## Data lines
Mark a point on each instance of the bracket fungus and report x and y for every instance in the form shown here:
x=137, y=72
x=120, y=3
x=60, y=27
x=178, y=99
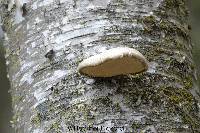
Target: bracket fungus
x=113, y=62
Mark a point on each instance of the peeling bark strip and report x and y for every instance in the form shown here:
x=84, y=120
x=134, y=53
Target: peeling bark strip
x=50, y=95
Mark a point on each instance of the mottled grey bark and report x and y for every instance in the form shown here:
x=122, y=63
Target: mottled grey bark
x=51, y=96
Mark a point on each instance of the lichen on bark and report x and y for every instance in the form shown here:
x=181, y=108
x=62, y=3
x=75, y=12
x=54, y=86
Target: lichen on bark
---
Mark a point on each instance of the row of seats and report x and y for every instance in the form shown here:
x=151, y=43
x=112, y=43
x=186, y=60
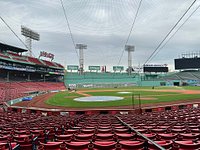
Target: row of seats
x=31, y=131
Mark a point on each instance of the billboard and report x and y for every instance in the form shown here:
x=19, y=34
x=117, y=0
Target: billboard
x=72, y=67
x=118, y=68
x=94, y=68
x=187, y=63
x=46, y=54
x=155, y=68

## Given task
Can you give the lines again, starting with the line with "Mark a point on each instance of the bracket" and going on through the line with "x=113, y=62", swapping "bracket fungus" for "shelf fungus" and leaving everything else unchanged? Leave the picture out of your answer.

## The completed task
Mark a point on each instance of the shelf fungus and report x and y for every instance in the form shown here:
x=137, y=72
x=120, y=3
x=60, y=27
x=178, y=99
Target: shelf fungus
x=113, y=62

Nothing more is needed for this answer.